**RECORD EXCERPTS**:
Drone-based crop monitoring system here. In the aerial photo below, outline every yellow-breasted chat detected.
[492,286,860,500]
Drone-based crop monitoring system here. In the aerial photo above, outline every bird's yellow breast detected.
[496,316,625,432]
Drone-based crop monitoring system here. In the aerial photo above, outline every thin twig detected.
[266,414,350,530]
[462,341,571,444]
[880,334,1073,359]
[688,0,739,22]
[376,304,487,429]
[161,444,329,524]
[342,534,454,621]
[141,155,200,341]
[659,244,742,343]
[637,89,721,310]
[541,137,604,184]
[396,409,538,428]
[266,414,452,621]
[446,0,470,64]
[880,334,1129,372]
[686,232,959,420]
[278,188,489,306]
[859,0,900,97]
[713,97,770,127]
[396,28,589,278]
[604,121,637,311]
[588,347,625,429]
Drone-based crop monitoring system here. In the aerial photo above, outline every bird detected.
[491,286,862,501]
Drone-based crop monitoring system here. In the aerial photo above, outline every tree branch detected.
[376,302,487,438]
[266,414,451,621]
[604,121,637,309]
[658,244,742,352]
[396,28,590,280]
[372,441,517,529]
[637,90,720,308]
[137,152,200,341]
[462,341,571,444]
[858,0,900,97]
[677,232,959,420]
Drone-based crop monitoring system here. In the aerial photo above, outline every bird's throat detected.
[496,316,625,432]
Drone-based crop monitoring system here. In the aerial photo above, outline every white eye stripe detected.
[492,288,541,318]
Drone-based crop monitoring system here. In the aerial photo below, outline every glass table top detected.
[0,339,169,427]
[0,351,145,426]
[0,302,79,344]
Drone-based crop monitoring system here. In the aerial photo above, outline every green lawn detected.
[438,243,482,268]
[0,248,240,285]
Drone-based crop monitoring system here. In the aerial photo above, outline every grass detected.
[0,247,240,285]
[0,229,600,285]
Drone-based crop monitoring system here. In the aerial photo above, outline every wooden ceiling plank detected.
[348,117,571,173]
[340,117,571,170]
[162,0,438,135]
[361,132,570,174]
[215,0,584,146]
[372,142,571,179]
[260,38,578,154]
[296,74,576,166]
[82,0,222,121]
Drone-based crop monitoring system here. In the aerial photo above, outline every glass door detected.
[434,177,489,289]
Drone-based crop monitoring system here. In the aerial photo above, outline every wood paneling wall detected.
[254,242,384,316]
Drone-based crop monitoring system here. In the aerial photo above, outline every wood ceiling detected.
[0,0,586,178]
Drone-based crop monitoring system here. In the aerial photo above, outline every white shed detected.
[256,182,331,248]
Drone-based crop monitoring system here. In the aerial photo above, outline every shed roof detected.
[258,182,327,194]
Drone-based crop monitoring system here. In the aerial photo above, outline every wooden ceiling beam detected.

**PROBLEM STATEMENT**: Rewrite the lines from the one containing "white shed detected." through the end of the records, replacing "shed roof" with "shed rooftop" and leaving everything else as it is.

**RESULT**:
Drone-based crop monitoring system here. In the aerial photo above, outline every white shed detected.
[256,182,331,248]
Drone-based crop monitoring system here. In the aerial photo above, outline every shed rooftop detected.
[258,182,327,194]
Drone-based crop monitoring system here. In the aerial photo above, outline every wooden ceiling beam detected.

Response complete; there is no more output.